--- Goal of the exercise ---
Copy exactly the lines from the one containing "Would you be able to locate the white cloud" through the last line of the records, both included, and nothing more.

* * * * * * *

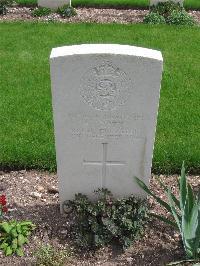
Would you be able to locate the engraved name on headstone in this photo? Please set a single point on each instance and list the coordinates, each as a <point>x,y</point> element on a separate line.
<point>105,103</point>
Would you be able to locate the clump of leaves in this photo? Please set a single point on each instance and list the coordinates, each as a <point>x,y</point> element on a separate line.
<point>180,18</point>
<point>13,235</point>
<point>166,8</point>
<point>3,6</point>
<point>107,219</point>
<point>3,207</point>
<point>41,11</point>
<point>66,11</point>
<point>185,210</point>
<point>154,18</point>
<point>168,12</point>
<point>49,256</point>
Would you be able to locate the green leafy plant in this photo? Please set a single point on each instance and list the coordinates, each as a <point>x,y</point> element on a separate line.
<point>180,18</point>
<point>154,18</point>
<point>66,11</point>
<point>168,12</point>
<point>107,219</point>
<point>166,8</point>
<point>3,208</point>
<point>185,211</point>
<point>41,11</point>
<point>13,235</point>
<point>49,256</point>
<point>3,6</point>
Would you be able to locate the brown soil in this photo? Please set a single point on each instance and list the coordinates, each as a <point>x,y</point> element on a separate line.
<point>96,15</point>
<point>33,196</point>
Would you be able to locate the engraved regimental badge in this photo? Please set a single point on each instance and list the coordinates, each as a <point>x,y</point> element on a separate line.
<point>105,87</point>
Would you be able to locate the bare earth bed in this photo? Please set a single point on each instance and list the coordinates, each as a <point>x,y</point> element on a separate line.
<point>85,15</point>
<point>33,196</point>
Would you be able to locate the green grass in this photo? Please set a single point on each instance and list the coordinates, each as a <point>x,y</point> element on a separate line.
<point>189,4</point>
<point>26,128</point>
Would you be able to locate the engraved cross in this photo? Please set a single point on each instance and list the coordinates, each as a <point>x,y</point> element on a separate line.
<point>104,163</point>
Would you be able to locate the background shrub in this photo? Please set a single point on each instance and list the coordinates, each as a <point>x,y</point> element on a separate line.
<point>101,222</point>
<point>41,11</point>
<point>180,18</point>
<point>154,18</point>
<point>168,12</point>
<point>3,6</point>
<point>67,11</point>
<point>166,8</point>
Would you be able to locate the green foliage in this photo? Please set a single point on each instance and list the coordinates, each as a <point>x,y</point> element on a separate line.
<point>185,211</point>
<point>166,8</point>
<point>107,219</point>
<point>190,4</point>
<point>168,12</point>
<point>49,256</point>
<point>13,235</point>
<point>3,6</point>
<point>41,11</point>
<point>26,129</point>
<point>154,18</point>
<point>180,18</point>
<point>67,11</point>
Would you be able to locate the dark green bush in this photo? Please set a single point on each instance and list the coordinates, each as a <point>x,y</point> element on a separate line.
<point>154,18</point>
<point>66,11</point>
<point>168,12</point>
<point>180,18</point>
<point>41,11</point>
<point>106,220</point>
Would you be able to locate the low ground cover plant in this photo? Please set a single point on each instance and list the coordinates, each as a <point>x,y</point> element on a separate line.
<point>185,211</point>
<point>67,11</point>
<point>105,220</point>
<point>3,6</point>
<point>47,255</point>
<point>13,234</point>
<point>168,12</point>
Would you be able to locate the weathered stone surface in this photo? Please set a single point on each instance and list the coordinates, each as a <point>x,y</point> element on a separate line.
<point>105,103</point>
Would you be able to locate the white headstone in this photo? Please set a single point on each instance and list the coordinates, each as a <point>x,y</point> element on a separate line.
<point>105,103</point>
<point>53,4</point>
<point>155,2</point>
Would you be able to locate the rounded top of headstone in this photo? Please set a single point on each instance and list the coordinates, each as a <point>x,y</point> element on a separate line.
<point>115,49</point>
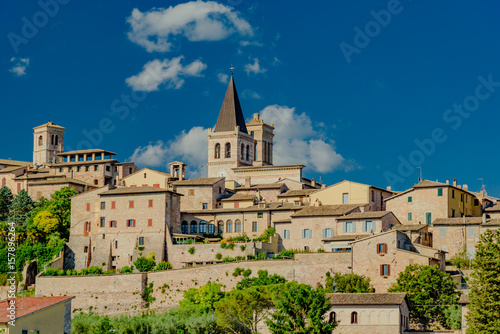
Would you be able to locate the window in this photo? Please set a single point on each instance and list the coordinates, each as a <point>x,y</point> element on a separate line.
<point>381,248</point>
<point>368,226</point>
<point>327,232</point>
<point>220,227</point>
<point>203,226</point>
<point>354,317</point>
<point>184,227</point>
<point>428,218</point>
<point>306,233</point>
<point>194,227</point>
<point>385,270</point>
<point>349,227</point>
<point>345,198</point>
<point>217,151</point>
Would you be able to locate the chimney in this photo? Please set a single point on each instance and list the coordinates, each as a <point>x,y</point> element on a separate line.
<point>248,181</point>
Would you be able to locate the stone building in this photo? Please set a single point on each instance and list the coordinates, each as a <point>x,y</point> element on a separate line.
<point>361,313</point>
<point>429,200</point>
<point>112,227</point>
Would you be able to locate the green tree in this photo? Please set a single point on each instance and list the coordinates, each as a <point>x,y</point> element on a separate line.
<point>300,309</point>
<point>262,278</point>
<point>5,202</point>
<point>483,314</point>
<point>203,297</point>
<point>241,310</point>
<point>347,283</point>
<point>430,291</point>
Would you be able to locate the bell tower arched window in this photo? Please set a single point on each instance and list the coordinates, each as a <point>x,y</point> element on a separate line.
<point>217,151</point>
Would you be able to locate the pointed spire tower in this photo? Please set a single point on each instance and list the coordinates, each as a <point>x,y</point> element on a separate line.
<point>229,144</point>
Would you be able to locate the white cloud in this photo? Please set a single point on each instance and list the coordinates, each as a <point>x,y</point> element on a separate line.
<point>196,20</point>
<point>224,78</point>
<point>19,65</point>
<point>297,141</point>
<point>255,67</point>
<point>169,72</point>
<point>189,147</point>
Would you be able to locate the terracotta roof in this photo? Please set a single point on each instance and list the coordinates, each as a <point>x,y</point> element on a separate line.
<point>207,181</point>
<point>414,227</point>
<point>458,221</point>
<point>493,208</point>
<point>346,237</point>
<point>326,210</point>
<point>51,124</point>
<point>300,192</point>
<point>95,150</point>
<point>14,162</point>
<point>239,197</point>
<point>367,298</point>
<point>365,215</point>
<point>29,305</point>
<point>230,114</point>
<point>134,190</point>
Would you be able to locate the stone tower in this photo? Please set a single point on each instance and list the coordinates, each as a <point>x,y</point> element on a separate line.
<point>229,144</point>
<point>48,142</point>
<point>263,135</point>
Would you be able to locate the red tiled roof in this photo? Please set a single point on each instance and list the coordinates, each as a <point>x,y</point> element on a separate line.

* * * * * * *

--- Problem solution ---
Would you be able to locate the white cloud in this photo? Please set a single point on each instance and list the coordinates, each as a <point>x,y</point> element on a separate line.
<point>196,20</point>
<point>224,78</point>
<point>19,65</point>
<point>297,141</point>
<point>255,67</point>
<point>169,72</point>
<point>189,147</point>
Would you be able to locate the terracotta roof in this photo? Please set a single point on each instance and list the coordinates, each as a <point>x,y</point> element on a separate line.
<point>207,181</point>
<point>414,227</point>
<point>458,221</point>
<point>493,208</point>
<point>346,237</point>
<point>326,210</point>
<point>51,124</point>
<point>300,192</point>
<point>95,150</point>
<point>14,162</point>
<point>239,197</point>
<point>367,298</point>
<point>365,215</point>
<point>29,305</point>
<point>230,114</point>
<point>134,190</point>
Would you be able to locate the stone tower in this photo? Please set a single point on each instance and list the coordinates, each as a <point>x,y</point> element on a separate line.
<point>229,144</point>
<point>48,142</point>
<point>263,135</point>
Would you be able to locate the red tiled roof in this photo? Please set a single point on each instance and list the coordinates, each as a <point>x,y</point> element on a separate line.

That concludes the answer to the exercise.